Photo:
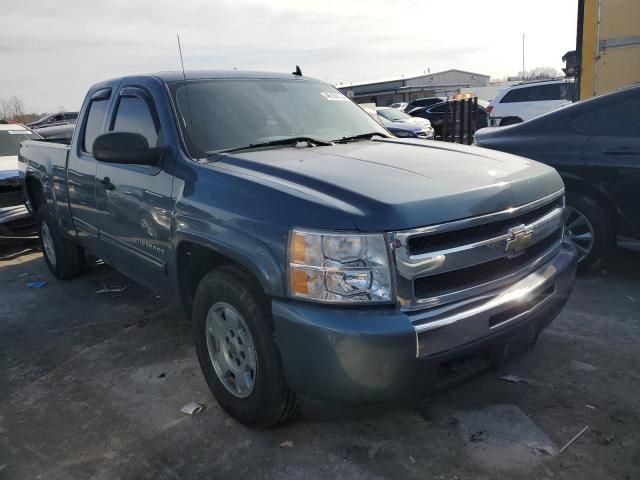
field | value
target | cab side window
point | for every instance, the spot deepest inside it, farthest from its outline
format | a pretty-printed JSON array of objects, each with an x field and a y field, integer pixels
[
  {"x": 95, "y": 123},
  {"x": 134, "y": 116}
]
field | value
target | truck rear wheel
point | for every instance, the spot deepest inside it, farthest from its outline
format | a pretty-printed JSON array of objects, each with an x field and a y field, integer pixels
[
  {"x": 237, "y": 350},
  {"x": 64, "y": 258}
]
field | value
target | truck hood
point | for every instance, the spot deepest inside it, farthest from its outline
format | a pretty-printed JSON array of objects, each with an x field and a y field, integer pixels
[{"x": 396, "y": 184}]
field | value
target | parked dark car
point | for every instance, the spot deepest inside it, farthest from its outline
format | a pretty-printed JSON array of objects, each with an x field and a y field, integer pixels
[
  {"x": 57, "y": 133},
  {"x": 595, "y": 145},
  {"x": 423, "y": 102},
  {"x": 55, "y": 119},
  {"x": 437, "y": 115}
]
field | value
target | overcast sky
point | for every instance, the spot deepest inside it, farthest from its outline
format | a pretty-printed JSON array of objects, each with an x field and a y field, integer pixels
[{"x": 52, "y": 51}]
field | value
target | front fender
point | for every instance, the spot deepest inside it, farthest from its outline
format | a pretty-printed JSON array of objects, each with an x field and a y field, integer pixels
[{"x": 244, "y": 249}]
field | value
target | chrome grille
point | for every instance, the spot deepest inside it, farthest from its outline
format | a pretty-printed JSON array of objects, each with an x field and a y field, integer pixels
[{"x": 444, "y": 263}]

Request: Output the entries above exactly, without their pictures.

Result of the exercise:
Photo:
field | value
target | cab side window
point | for every instance, the spot deepest inside it, farthest from its outline
format | a pretty-printed JSON array of objects, each with an x field and a y field, integer pixels
[
  {"x": 95, "y": 123},
  {"x": 134, "y": 116}
]
field | value
target | truck rear wheel
point | for every instance, the spot deepest inside it, farthest from its outline
format | a pretty-printed JSON array of objects, each with an x field and a y field, integer pixels
[
  {"x": 237, "y": 350},
  {"x": 64, "y": 258}
]
field | value
target | truck hood
point | for every instance, the spot deepest inside it, farthest from its outline
format | a pretty-printed JSON array of objects, each with an x field and a y field, integer pixels
[{"x": 396, "y": 184}]
field | value
target | parked dark car
point | for every instance, the spot deepest inside it, farthest from its outline
format | a pretty-printed JSON array of objects, each with an x field and a y field, integer pixels
[
  {"x": 57, "y": 133},
  {"x": 595, "y": 145},
  {"x": 423, "y": 102},
  {"x": 55, "y": 119},
  {"x": 437, "y": 115}
]
field | value
target | overcast sky
point | for every instance, the spot deepest inside it, farthest from its outline
format | a pretty-printed JSON array of objects, each with an x field and a y field, integer pixels
[{"x": 52, "y": 51}]
field | value
target | front fender
point | for every instance, the spot deepest inside it, farthest from its outline
format | a pretty-printed JSON array of objects, each with an x field and a y field, integer pixels
[{"x": 244, "y": 249}]
field | value
target | chrome grille
point | for every instance, the spot deepest inside it, farthest from its outline
format | a pretty-printed JSON array of objects, each with an x field and a y field, integer pixels
[{"x": 444, "y": 263}]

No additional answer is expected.